PROMPT
Recast the lines of the items, from the first line through the line containing "[426,315,519,338]", as a Markdown table with the columns No. and Line, leaving out any blank lines.

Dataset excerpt
^^^^^^^^

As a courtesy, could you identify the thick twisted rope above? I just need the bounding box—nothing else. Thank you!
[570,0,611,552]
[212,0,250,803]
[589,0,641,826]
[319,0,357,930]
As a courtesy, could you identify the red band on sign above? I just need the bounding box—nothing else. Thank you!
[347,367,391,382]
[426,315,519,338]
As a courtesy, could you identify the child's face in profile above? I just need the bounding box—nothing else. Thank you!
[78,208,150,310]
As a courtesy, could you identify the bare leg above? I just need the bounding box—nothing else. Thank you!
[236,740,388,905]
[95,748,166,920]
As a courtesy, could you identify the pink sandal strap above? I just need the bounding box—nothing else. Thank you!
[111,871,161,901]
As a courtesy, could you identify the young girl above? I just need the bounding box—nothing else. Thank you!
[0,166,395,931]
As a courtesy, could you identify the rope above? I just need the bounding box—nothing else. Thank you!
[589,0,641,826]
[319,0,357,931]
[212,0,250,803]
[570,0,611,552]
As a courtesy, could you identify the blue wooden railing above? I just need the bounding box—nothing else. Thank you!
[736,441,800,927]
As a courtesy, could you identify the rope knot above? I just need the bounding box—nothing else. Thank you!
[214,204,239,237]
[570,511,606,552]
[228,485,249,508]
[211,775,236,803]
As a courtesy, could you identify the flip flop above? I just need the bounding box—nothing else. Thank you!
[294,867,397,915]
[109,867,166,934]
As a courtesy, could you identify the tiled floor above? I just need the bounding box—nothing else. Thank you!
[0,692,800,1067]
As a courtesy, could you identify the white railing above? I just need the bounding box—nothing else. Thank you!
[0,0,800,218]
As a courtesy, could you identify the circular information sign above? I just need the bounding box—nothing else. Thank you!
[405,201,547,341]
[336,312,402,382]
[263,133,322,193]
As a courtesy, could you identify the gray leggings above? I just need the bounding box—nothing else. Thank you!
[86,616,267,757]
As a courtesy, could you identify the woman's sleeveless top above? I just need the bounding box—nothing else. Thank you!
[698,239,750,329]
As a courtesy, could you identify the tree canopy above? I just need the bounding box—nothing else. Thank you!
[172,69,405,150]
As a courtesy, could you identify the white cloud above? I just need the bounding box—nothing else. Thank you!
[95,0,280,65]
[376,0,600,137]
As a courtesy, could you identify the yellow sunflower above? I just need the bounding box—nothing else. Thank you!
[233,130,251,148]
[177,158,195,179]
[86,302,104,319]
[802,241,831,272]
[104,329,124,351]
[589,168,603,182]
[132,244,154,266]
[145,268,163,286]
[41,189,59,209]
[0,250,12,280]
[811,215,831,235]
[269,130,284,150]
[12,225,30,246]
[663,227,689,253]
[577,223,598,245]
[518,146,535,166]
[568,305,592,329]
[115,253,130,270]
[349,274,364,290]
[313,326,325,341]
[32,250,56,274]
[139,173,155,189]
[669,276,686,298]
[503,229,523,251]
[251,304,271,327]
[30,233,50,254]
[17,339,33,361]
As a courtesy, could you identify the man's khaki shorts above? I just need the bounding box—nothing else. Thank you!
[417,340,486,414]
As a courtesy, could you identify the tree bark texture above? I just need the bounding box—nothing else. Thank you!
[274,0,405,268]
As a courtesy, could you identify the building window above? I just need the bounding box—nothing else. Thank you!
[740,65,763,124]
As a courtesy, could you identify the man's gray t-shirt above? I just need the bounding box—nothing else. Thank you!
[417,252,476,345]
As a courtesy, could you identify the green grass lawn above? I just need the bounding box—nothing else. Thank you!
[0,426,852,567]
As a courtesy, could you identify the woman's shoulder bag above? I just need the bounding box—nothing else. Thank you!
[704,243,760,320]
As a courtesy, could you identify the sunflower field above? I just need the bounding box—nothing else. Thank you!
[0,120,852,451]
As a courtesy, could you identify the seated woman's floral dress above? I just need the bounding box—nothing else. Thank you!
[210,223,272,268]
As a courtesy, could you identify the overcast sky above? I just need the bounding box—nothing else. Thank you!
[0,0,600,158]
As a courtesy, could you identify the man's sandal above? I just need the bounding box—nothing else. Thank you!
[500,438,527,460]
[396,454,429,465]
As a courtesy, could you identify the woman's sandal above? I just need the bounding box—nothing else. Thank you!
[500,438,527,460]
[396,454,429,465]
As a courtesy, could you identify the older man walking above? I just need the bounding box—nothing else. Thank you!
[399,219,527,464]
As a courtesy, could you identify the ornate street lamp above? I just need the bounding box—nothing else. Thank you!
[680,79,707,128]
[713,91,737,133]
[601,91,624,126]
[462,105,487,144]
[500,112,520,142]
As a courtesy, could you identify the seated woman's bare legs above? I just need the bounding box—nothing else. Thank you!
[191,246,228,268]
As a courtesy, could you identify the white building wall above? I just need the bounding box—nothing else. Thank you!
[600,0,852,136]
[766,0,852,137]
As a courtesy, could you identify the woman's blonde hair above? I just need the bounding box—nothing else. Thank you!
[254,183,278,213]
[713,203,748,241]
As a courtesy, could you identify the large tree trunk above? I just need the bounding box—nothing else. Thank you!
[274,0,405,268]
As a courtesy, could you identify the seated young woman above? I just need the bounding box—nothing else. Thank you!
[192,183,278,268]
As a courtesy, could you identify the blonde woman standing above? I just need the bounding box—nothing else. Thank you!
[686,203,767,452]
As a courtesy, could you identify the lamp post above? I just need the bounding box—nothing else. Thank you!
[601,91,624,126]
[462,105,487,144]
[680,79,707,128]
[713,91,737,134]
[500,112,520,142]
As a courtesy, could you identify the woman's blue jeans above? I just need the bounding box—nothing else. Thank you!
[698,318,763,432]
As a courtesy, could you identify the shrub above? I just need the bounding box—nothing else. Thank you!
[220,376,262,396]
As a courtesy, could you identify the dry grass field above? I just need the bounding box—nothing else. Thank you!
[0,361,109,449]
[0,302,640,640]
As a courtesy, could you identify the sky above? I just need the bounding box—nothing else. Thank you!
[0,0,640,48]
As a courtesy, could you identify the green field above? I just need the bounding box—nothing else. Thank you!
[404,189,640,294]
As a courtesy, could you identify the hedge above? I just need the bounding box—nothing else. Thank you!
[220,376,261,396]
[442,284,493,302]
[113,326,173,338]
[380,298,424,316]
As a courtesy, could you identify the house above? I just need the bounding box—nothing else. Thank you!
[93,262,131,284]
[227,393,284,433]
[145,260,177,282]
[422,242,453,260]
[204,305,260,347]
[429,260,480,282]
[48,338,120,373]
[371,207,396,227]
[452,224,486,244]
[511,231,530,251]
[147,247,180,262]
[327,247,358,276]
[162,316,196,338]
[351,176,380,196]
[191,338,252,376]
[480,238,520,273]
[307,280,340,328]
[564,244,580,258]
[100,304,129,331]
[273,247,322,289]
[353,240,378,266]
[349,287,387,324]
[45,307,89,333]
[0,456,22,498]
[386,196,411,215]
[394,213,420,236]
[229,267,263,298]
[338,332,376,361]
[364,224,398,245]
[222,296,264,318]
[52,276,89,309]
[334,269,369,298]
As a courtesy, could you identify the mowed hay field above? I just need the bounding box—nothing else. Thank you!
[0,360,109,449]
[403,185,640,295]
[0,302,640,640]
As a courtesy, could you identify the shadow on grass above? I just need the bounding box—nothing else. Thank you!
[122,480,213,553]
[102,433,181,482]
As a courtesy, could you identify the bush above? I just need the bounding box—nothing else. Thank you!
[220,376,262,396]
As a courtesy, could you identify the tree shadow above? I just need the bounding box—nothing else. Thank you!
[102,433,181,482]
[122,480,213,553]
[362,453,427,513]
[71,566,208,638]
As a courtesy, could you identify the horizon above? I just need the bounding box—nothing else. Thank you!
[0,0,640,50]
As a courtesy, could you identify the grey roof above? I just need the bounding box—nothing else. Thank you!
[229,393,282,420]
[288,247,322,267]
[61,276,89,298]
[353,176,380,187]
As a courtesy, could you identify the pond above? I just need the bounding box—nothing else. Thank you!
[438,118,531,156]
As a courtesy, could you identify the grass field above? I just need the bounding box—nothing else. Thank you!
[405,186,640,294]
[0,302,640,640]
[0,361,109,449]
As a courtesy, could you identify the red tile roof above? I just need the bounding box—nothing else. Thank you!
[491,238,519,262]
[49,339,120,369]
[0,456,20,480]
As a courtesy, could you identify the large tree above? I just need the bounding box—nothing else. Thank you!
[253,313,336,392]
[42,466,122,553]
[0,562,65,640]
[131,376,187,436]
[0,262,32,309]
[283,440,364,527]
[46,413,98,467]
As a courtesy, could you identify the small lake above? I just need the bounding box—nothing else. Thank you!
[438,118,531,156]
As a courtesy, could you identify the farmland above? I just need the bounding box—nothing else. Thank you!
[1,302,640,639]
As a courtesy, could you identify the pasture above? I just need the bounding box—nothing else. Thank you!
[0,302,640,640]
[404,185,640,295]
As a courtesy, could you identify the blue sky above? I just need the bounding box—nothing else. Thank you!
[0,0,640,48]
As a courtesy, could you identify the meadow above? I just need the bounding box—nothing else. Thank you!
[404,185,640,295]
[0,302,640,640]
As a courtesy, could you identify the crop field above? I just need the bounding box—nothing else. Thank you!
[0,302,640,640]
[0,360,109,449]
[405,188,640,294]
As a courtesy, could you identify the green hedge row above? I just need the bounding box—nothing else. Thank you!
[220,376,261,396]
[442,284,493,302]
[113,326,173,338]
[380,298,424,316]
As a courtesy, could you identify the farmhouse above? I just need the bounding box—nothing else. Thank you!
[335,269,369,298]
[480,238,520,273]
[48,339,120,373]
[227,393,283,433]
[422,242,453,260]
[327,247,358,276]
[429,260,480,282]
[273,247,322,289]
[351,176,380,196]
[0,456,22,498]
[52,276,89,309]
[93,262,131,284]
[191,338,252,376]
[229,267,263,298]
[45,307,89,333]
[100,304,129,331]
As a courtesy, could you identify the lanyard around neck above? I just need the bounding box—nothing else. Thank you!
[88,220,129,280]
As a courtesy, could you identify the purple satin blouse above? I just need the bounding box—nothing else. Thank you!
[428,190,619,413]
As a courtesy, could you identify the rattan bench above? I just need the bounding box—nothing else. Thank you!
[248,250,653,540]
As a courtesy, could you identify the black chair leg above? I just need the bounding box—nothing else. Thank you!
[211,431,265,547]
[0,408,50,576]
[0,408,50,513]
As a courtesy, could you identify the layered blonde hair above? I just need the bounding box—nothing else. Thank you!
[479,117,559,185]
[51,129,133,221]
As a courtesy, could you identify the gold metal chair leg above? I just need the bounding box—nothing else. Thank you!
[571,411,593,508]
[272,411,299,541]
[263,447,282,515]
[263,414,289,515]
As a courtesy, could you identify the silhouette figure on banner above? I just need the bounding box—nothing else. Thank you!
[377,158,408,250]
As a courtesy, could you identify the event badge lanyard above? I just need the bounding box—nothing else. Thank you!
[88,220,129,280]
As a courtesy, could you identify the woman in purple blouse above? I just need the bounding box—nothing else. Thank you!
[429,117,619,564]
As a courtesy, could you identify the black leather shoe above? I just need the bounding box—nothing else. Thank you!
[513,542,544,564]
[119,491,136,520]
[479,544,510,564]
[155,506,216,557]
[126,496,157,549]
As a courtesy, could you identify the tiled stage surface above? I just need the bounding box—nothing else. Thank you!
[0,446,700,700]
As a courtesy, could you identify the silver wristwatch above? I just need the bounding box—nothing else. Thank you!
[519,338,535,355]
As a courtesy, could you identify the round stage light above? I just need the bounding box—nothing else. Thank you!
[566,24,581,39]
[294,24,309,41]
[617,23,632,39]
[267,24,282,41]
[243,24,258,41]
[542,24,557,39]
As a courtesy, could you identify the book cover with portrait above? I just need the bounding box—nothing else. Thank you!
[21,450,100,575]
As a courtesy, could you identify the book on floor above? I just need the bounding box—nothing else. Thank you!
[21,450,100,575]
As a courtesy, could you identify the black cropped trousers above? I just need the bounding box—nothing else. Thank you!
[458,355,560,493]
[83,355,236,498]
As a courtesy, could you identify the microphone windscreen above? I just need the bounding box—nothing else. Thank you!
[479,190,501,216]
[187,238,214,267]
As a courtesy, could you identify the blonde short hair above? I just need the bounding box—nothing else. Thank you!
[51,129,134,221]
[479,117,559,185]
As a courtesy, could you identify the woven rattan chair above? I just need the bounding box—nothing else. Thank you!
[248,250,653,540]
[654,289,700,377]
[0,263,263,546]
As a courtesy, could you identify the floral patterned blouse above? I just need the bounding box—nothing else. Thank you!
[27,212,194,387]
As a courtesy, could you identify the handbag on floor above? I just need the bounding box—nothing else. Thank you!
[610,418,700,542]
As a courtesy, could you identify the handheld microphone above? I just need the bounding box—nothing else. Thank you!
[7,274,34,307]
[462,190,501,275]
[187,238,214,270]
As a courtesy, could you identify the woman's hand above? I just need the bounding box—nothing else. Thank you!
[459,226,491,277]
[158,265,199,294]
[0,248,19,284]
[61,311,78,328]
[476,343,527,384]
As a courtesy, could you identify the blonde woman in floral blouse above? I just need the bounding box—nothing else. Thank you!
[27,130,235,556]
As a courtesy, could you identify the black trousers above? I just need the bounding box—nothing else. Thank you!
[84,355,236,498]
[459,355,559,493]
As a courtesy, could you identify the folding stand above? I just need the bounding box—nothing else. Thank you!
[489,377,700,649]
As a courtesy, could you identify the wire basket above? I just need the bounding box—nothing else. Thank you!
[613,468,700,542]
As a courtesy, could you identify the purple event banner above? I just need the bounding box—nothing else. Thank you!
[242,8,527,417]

^^^^^^^^

EXPECTED ANSWER
| No. | Line |
|---|---|
| 1 | As a courtesy, could you identify the thick twisted rope above? I just need the bounding box—nothing else. Thank you! |
| 2 | [570,0,611,552] |
| 3 | [212,0,250,803] |
| 4 | [589,0,641,826] |
| 5 | [319,0,357,930] |
| 6 | As a courtesy, could you identify the red band on sign above? I just need the bounding box—nothing else. Thank you! |
| 7 | [347,367,391,382] |
| 8 | [426,315,519,338] |